== DOCUMENT SECTION ==
# I need help designing a pump system for filling inside feeders



## beesohappy (Jun 3, 2009)

Here's the owner manual for the pump.

http://www.manualsdir.com/manuals/3...rass-gear-pump-1_2-suction-and-discharge.html


----------



## matt1954 (Sep 8, 2010)

My first pump I used a similar system and it failed miserably, 400 miles from home while trying to feed colonies. I use a 3" trash pump with pvc reductions to a 1" hose. I use a pool hose to go from the pump to the syrup tank and it works well.


----------



## beesohappy (Jun 3, 2009)

Thanks Matt.

How long have you been using that setup? Do you have any trouble with the pump running in between filling frames? Will it blow out anything if it runs for an extended amount of time? Will it work to feed 400-600 hives a day with any trouble?


----------



## RAK (May 2, 2010)

1. Yes it will work.
2. Get a honda gx. 4.5, 5.5 hp range. 
3. I will measure my pulley tomorrow.
4. You will need a brass 3/4 or 1 "adjustable pressure relief valve. Will take some pics of my pump tomorrow.
5. No filter. Any bees/ bugs that get inside the tote will get shredded by the gears.

Gear pumps are the way to go. No need to prime and has no trouble pumping straight HFCS 55.


----------



## sqkcrk (Dec 10, 2005)

Why don't you use the same kind of pump Mann Lake does? A sump pump? Mine has no pulleys. I have no filter between the tank and the pump. I don't try to get trash in the tank either. I try to keep it out and mostly do and have had no problems so far.

Couplers and hose to go between the tank and the pump can be bought at any decent ag supply store. And a good rubber hose to use from the pump to the feeders can be found there too. A simple shutoff valve is good. I have the handle from Mann Lake and if it doesn't get cleaned after use it gets hard and the handle will bend.

You DIYers can probably build a system cheaply enough, but I buy what I can't build and saves me the frustration. Ihave never had any problems w/my Mann Lake feeding system.


----------



## beesohappy (Jun 3, 2009)

RAK said:


> 1. Yes it will work.
> 2. Get a honda gx. 4.5, 5.5 hp range.
> 3. I will measure my pulley tomorrow.
> 4. You will need a brass 3/4 or 1 "adjustable pressure relief valve. Will take some pics of my pump tomorrow.
> ...




Thanks RAK. I'm looking forward to seeing what you've done.


----------



## beesohappy (Jun 3, 2009)
===
__SHORT TASK__:
In the forum thread on feeder pumps, rewrite the paragraph beginning "Couplers and hose to go between" as a short bulleted list, keeping its main facts.
== RECORDS PROVIDED ==
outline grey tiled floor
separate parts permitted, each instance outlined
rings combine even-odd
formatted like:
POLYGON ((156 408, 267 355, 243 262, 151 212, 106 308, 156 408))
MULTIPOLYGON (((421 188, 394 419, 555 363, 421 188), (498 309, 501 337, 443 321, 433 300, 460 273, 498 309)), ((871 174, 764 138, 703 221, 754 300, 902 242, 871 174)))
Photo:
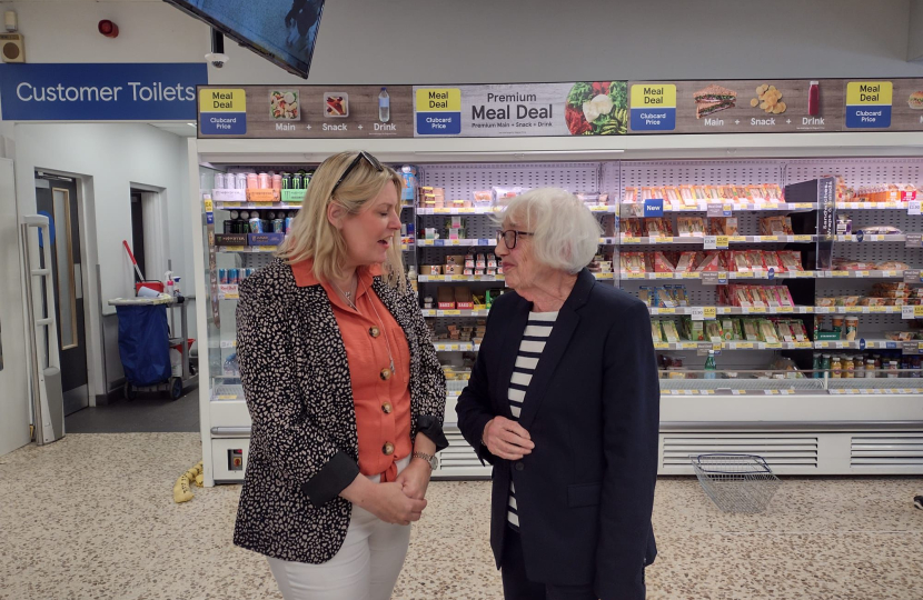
===
__FULL ANSWER__:
- Couplers and hose for connecting the tank to the pump are sold at any decent ag supply store.
- A good rubber hose to run from the pump to the feeders can be bought there too.
- A simple shutoff valve is a good addition.
- The handle from Mann Lake gets hard and bends if it is not cleaned after use.